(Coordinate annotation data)
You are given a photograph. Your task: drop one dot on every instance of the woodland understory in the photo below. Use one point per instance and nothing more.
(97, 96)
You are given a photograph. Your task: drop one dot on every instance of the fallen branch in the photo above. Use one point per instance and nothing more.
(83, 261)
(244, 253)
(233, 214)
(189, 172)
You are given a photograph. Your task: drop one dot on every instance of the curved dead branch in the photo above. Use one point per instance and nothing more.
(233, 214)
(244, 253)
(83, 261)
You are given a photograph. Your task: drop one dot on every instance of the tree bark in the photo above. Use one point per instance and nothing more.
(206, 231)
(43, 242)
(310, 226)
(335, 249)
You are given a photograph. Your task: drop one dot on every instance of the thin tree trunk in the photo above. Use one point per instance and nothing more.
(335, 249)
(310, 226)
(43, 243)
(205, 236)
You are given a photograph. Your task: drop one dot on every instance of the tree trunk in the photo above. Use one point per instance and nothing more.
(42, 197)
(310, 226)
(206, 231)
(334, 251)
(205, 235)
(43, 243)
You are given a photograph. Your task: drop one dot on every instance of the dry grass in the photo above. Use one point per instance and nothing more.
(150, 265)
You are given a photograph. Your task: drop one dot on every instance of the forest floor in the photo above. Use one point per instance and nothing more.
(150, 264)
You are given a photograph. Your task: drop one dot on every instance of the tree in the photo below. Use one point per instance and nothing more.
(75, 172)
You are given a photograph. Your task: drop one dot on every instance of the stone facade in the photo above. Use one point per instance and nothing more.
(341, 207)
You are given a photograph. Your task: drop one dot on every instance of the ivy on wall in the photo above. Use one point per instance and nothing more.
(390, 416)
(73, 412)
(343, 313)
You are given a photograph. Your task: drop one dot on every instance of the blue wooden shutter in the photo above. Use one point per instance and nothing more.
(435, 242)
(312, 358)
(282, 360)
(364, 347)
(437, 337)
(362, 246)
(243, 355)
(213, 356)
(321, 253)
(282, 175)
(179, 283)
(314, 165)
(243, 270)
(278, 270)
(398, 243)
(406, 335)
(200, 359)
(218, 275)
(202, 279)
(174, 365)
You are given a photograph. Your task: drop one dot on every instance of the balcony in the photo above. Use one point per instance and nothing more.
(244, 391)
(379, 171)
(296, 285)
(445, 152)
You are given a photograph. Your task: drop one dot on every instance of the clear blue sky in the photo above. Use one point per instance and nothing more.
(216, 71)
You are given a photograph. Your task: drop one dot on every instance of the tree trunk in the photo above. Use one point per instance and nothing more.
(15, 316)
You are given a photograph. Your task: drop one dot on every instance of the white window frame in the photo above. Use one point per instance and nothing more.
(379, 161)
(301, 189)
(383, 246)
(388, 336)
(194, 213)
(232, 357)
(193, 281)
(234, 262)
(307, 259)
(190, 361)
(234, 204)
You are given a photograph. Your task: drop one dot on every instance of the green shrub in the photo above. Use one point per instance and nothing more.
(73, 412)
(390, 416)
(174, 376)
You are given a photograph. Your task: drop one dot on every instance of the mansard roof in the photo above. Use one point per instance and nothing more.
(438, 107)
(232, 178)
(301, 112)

* [WORK REQUIRED]
Update the data starting at the line that contains "of the mansard" and ending at the end of the data. Replace "mansard roof" with "slate roof" and leave everything else unchanged.

* [TASK ANSWER]
You are given a photograph. Your task: drop one dot on every instance of the slate roof in the photo above. Use one point per instance and nothing more.
(438, 107)
(232, 178)
(301, 112)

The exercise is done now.